● **Task description**: Please rewrite the items below, replacing "tractor wheel" with "tire" and leaving everything else the same.

● **Exercise data**:
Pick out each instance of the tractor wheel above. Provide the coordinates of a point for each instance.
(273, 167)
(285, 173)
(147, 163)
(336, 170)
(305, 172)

● **Task response**:
Pick out each instance of the tire above. Provide the coordinates of a point for each instance.
(273, 167)
(285, 173)
(147, 163)
(336, 170)
(305, 172)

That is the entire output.